** START OF Document passage **

I think we all agree that employees need to be protected. I strongly agree, and I think most of the witnesses said essentially the same thing, that we can't give a “get out of jail free” card to companies that may be negligent. It may only be a small proportion of the companies. But I believe that we cannot put the Canadian travelling public in a situation in which, first, they are unaware because of the secrecy around what could be repeat violations of safety standards by a company, and in which, second, essentially the company is protected from the type of regulatory enforcement and sanctions that should necessarily come with them. That's the problem.
I would suggest, in that context, that we should be adopting G-3, of course, but we should also be seriously looking at BQ-16. That eliminates the bad from that clause and reinforces what I think we all agree to, which is protection for employees.
:
I appreciate the government's effort to clarify things for the employees. But I have a problem with section 5.392 that deals with protecting the public.

** END OF Document passage **

Carry on with the committee remarks on employee protection and public safety, starting after their last sentence.

** START OF Supplied information **

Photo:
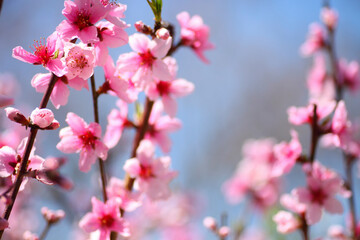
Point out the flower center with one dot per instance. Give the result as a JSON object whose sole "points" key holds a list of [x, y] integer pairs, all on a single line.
{"points": [[41, 51], [83, 20], [88, 139], [107, 221], [77, 60], [318, 196], [147, 58], [163, 87], [146, 172]]}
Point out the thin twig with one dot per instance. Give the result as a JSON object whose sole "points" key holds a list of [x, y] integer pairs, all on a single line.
{"points": [[28, 147], [96, 118]]}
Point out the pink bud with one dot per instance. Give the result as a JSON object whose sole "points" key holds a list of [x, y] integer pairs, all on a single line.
{"points": [[163, 34], [329, 17], [210, 223], [224, 231], [52, 216], [15, 115], [142, 28], [54, 125], [42, 117]]}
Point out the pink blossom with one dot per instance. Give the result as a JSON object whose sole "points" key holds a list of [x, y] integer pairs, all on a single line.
{"points": [[162, 33], [84, 138], [10, 161], [42, 117], [81, 16], [110, 35], [16, 116], [286, 222], [52, 216], [349, 74], [315, 40], [322, 186], [286, 155], [152, 174], [47, 55], [160, 126], [80, 60], [340, 135], [146, 61], [302, 115], [117, 120], [329, 17], [169, 89], [195, 33], [210, 223], [128, 201], [106, 218]]}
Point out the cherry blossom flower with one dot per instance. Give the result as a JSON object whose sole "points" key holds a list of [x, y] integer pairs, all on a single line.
{"points": [[286, 222], [117, 121], [10, 160], [80, 61], [195, 33], [84, 138], [152, 174], [129, 201], [315, 40], [322, 186], [106, 218], [81, 16], [146, 61], [169, 89], [303, 115], [286, 155], [44, 118], [160, 126], [349, 74], [47, 55]]}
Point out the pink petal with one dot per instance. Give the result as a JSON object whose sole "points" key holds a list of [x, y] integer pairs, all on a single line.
{"points": [[332, 205], [170, 105], [41, 81], [23, 55], [181, 87], [77, 124]]}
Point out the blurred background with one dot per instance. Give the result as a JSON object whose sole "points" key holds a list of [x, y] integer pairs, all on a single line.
{"points": [[255, 74]]}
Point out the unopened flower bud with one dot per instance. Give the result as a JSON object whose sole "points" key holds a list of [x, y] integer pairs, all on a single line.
{"points": [[42, 117], [210, 223], [54, 125], [224, 231], [162, 33], [142, 28], [15, 115]]}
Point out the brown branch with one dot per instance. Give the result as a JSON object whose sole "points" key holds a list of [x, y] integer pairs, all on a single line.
{"points": [[28, 147], [96, 118]]}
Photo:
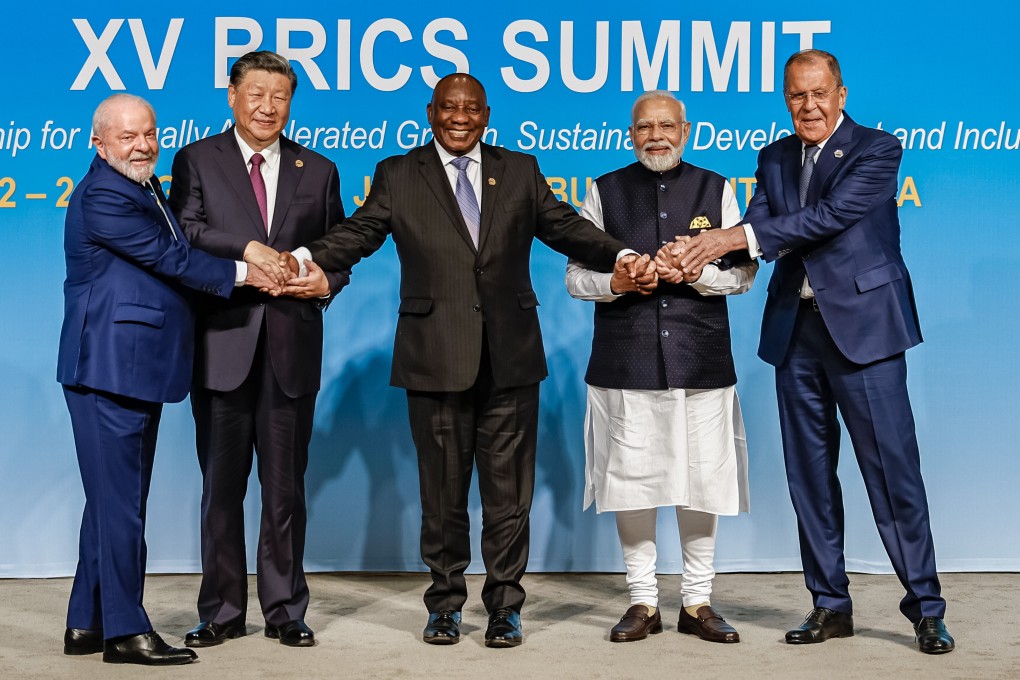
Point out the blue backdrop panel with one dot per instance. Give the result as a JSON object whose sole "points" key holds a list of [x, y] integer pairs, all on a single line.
{"points": [[561, 77]]}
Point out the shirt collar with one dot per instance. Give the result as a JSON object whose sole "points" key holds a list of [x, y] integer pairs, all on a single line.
{"points": [[270, 153], [446, 157], [821, 145]]}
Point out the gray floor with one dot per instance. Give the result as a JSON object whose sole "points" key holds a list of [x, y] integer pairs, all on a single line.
{"points": [[369, 626]]}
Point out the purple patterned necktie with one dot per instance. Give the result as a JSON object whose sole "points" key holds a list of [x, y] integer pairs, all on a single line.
{"points": [[806, 171], [258, 184], [466, 199]]}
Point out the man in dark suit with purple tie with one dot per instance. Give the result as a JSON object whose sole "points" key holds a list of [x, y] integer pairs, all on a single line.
{"points": [[838, 316], [248, 193], [125, 348], [468, 349]]}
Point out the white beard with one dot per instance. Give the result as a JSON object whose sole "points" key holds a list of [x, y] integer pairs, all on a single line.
{"points": [[124, 167], [659, 162]]}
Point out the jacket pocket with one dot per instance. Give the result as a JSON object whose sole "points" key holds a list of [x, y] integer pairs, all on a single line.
{"points": [[149, 316], [419, 306], [527, 300], [872, 278]]}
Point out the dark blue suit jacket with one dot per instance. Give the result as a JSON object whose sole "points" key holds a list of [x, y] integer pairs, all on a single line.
{"points": [[129, 326], [847, 239]]}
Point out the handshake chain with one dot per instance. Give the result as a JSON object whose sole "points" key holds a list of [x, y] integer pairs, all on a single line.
{"points": [[641, 273], [279, 273]]}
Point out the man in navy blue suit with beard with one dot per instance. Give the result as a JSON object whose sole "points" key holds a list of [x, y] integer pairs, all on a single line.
{"points": [[125, 348]]}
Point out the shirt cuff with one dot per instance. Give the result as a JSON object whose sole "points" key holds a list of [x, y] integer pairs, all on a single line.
{"points": [[302, 254], [753, 249]]}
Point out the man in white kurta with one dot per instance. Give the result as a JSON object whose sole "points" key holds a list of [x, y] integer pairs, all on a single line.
{"points": [[663, 425]]}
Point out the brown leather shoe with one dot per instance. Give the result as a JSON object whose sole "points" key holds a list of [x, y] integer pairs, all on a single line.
{"points": [[708, 626], [635, 625]]}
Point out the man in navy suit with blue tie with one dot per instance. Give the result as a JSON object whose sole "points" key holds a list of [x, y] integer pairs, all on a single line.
{"points": [[838, 316], [125, 348]]}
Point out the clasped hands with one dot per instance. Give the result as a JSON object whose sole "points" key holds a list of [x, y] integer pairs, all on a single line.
{"points": [[641, 273], [278, 273]]}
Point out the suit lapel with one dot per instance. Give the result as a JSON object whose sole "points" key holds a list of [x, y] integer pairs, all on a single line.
{"points": [[233, 165], [491, 176], [287, 185], [831, 156], [791, 164], [435, 174]]}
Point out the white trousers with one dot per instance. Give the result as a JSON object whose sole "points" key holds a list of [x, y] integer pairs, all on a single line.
{"points": [[636, 530]]}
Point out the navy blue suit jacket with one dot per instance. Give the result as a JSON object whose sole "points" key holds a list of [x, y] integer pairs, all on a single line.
{"points": [[847, 239], [129, 326], [211, 195]]}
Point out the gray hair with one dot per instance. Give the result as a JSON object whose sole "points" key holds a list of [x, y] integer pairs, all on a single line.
{"points": [[810, 56], [101, 118], [263, 60], [659, 94]]}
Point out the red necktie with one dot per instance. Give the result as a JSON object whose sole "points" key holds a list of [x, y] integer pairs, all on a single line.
{"points": [[258, 184]]}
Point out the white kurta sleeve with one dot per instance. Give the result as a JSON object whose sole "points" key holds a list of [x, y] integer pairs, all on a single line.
{"points": [[584, 283], [735, 279]]}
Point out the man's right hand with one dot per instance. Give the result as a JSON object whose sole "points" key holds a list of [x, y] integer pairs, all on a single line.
{"points": [[633, 273], [267, 260], [258, 278]]}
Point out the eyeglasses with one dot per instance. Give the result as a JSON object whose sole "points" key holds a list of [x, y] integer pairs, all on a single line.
{"points": [[665, 126], [798, 98]]}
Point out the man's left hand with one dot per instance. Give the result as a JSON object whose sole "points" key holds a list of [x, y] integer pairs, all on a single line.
{"points": [[315, 284], [710, 246]]}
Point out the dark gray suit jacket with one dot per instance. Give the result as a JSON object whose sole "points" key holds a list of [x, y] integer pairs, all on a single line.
{"points": [[449, 290], [212, 198]]}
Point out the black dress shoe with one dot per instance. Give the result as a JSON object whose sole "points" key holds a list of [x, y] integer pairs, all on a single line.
{"points": [[708, 625], [820, 625], [80, 641], [209, 633], [443, 628], [504, 629], [931, 636], [636, 624], [146, 648], [292, 633]]}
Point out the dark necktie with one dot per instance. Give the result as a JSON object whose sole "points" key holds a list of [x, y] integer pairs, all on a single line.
{"points": [[155, 197], [466, 199], [258, 184], [806, 171]]}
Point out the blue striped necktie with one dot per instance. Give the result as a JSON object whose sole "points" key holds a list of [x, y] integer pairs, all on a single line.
{"points": [[466, 199]]}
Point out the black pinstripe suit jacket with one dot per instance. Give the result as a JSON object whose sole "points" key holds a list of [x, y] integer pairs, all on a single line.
{"points": [[449, 289]]}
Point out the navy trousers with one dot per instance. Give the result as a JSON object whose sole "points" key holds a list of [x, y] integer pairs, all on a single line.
{"points": [[115, 440], [814, 380]]}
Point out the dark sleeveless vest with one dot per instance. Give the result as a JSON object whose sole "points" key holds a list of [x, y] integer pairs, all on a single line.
{"points": [[674, 337]]}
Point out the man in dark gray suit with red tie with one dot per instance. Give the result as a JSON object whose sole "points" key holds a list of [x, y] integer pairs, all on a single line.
{"points": [[468, 349], [250, 192], [838, 317]]}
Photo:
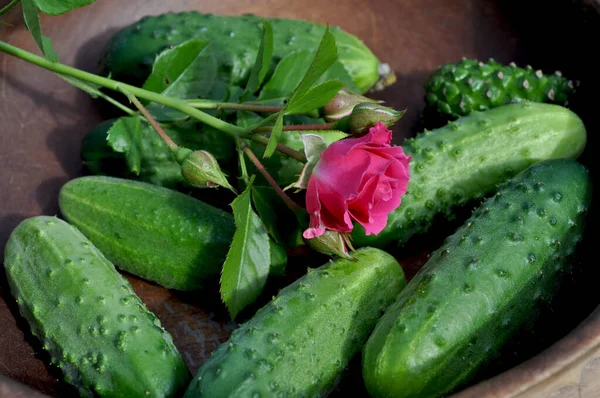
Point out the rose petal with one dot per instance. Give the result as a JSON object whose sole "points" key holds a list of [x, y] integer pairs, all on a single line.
{"points": [[313, 207], [334, 211], [343, 173], [360, 206]]}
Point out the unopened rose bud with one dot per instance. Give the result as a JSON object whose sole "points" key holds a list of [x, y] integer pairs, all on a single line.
{"points": [[330, 243], [366, 115], [342, 105], [201, 169]]}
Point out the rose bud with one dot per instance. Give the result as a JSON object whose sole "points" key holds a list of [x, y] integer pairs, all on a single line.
{"points": [[358, 179], [366, 115], [201, 169], [342, 105], [330, 243]]}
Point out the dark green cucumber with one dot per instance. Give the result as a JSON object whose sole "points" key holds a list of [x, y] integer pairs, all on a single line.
{"points": [[152, 232], [158, 165], [299, 344], [130, 54], [485, 283], [467, 159], [97, 331], [459, 88]]}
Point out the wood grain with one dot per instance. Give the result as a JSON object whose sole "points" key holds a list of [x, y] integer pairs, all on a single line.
{"points": [[43, 121]]}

** END OF Supplied information **

Task output —
Basically, a safety management system must make sure that there is a follow-up, there must be documentation and employees must be allowed to disclose cases of neglect. In my opinion, when everything is said and done, when the report is tabled, the minister can say that it is confidential pursuant to the act. He will not even be able to publish it, unless he "[...] considers that disclosing the information or making it available is necessary for the purposes of section 7.1". This remains to be seen, because he is liable to be sued, and the government might have some serious problems.
I want to protect the public. In any case, when a report is published pursuant to the Access to Information Act, many things are blacked out. But we at least have access to the information. When the minister receives a report, it is because of some important event, probably an accident or something due to neglect. Small things that remain unnoticed and are not reported on television will not be investigated and there will be no demand for access to information. This will only happen if the accident shows up in the media. Sometimes, it does not have to be big, as we saw regarding railways. It does not have to involve mortality. It can be so big that if we do not see it and try to prevent it, there could be a catastrophe.
Therefore, in the safety management system, all the information would become confidential and inaccessible to the public. I have a problem with that. I agree that we must protect the employees, and we are protecting the employees, but under section 5.392 we are protecting the company and the minister above all. At any time, he can say that it is confidential and that he is not publishing anything at all. That is what will happen.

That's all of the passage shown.